• _GOAL OF THE EXERCISE_
Pick out every line of the entries below that contains the word "body".

• _DATA SECTION_
────────────────
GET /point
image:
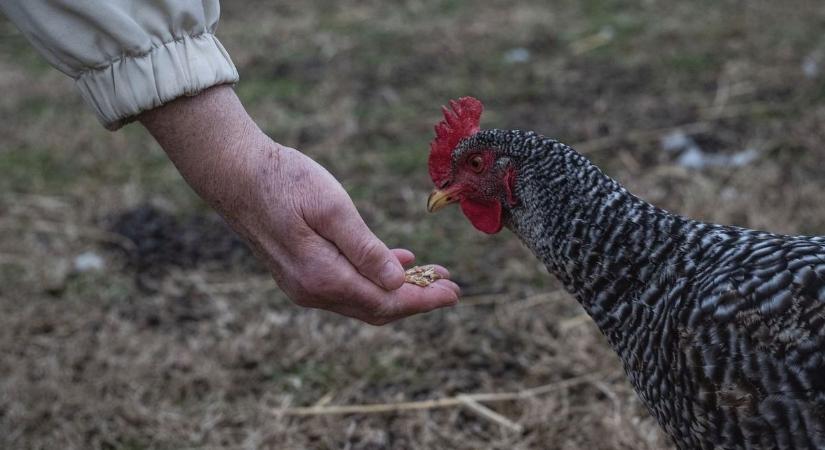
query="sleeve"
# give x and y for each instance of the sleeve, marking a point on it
(127, 56)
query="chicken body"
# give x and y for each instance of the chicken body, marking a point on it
(721, 329)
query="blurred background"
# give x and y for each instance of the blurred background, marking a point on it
(132, 318)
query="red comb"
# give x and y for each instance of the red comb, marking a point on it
(461, 121)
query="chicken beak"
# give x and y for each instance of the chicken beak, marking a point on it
(439, 199)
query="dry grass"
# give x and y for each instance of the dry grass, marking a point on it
(209, 356)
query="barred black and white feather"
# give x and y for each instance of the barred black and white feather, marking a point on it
(721, 329)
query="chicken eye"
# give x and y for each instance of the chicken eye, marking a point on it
(477, 164)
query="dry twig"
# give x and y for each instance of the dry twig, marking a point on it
(445, 402)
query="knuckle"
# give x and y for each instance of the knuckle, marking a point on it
(368, 251)
(377, 321)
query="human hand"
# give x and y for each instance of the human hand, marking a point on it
(295, 215)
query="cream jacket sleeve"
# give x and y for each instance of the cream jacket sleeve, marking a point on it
(127, 56)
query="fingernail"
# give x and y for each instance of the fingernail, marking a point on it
(389, 274)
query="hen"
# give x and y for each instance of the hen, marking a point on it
(720, 329)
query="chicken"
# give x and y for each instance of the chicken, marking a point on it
(720, 329)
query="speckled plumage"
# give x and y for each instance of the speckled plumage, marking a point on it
(720, 329)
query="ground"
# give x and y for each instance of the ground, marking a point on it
(181, 340)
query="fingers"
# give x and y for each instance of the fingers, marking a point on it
(337, 286)
(362, 248)
(404, 256)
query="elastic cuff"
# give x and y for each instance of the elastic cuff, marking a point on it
(131, 85)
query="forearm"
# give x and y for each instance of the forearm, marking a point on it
(211, 140)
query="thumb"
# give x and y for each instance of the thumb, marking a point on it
(363, 249)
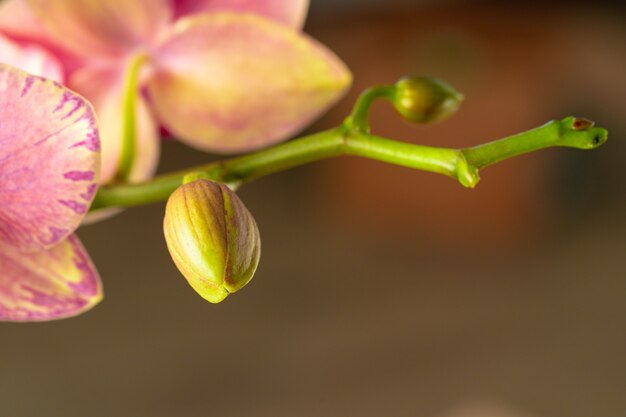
────────────────
• _ANSWER TO THE PROBLEM_
query="chicken body"
# give x and y for each instance of the chicken body, marking a point on it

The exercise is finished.